Begin TEXT SECTION

Fowler v. Fowler, 26 Ill. App. 3d 313 (1975)

March 18, 1975 · Illinois Appellate Court · No. 74-147
26 Ill. App. 3d 313

Virginia Welch Fowler, Plaintiff-Appellee, v. Dennis Mac Fowler, Defendant-Appellant.

(No. 74-147;

Third District

March 18, 1975.

*314Lucie & Heiser, of Bushnell (J. D. Lucie, of counsel), for appellant.

Harris & Harris, of Macomb (W. K. Harris, of counsel), for the appellee.

Mr. JUSTICE ALLOY

delivered the opinion of the Court:

This is an appeal from a portion of a decree of the Circuit Court of McDonough County, in a divorce action, which ordered- defendant Dennis Fowler to transfer all his interest in a certain piece of real estate to plaintiff Virginia Fowler. The parties to this action were married in 1964 and owned a number of pieces of real estate as joint tenants. The particular property which is under consideration in this cause consists of a farm near Macomb, Illinois, which was known as the “Maple Avenue property.” The property was owned by plaintiff’s father, Dr. Ralph R. Welch. Plaintiff lived there with her father for some time while defendant Fowler was employed in Fairfield, Iowa, during the first few years of the marriage. The plaintiff is an osteopath and practiced in Macomb with her father.

On May 24, 1966, Dr. Welch entered into a signed agreement with plaintiff and defendant to sell to them the property in question for the sum of $58,000. It provided for a down payment of $6,000. A warranty deed was executed and placed in escrow by Dr. Welch. The buyers each gave Dr. Welch a check for $3,000 to cover the down payment of $6,000 recited in the contract. At the same time, Dr. Welch gave each buyer a check drawn on his account for exactly the same amount of $3,000 each, and both checks were subsequently paid by the bank. The agreement was in the form of an agreement for warranty deed and called for payments of $200 per month beginning December 1, 1966, with interest on the unpaid balance at the rate of 4% per annum. No other payments on the contract were ever made. It appears that the deed was eventually released from escrow but could not be located, if it is still in existence. Dr. Welch died a few weeks after the execution of the contract. In his will, Dr. Welch bequeathed his interest in the contract as vendor to his daughter, Virginia Fowler, plaintiff.

Plaintiff filed an action for divorce' on the ground of desertion and was' granted a divorce in the McDonough County Circuit Court in *315December 1973. As a part of the divorce decree, the court ordered all property held by the parties jointly to be divided equally. As to the Maple Avenue property, however, the court granted that property to the plaintiff on the basis of “special equities.” The court specifically found that no alimony was required from either party and ordered that both parties be forever barred from claiming alimony. The court in the decree required that defendant convey all his interest in the Maple Avenue property to plaintiff.

Defendant Dennis Fowler argues on appeal that the court’s disposition of the Maple Avenue property was improper and that the “special circumstances or equities” required to support the court’s award of the property to plaintiff were neitiher alleged in the complaint nor proven at the hearing.

In the case of Cross v. Cross, 2 Ill.2d 104, 108, 116 N.E.2d 892 (1954), the supreme court of this State stated:

“It is the established rule that the jurisdiction of a court hearing divorce matters is based upon statute rather than upon general equity powers. * * * In the absence of statutory authority, a court of equity has no power in divorce proceedings to deal with the separate property of the spouses.”

End TEXT SECTION

- TASKS:
A – In the court opinion, for what sum did Dr. Welch agree to sell the Maple Avenue property to the parties?
B – Update the entries running from the line containing "light shown in the photo above." through the line containing "foliage shown in the photo above.", replacing "unit" with "set" and keeping everything else the same. Return only those lines.

Begin SUPPLIED ENTRIES

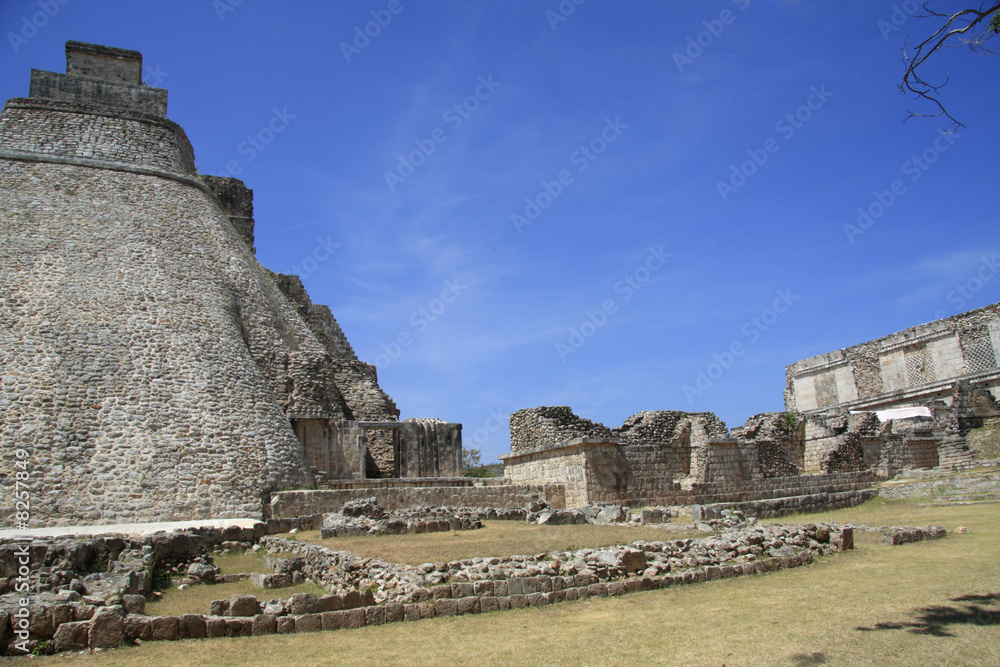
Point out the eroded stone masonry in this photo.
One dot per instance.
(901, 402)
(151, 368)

End SUPPLIED ENTRIES
Begin SUPPLIED ENTRIES

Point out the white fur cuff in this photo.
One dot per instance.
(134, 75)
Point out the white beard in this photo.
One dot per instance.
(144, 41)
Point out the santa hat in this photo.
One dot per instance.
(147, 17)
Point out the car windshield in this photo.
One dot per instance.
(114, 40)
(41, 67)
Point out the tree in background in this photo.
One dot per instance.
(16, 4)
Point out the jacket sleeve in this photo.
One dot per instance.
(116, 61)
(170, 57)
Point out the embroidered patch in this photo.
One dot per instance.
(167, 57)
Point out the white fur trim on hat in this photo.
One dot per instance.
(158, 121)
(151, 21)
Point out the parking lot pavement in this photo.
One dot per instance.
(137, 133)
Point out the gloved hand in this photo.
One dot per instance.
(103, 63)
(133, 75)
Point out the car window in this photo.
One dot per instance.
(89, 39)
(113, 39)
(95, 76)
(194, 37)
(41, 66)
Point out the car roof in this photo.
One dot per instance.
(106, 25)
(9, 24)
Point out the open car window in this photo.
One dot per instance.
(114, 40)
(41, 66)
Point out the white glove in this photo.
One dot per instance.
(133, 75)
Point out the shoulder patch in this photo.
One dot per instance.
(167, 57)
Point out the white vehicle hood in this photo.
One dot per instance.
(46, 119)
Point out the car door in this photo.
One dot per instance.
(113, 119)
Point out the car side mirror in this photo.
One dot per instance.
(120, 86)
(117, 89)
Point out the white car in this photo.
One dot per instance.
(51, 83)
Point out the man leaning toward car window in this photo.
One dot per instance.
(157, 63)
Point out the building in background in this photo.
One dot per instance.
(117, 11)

End SUPPLIED ENTRIES
Begin SUPPLIED ENTRIES

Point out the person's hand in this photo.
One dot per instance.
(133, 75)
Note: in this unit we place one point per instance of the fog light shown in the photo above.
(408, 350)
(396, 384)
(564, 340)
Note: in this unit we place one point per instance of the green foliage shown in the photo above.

End SUPPLIED ENTRIES

- PROBLEM SOLUTIONS:
A – $58,000

B –
Note: in this set we place one point per instance of the fog light shown in the photo above.
(408, 350)
(396, 384)
(564, 340)
Note: in this set we place one point per instance of the green foliage shown in the photo above.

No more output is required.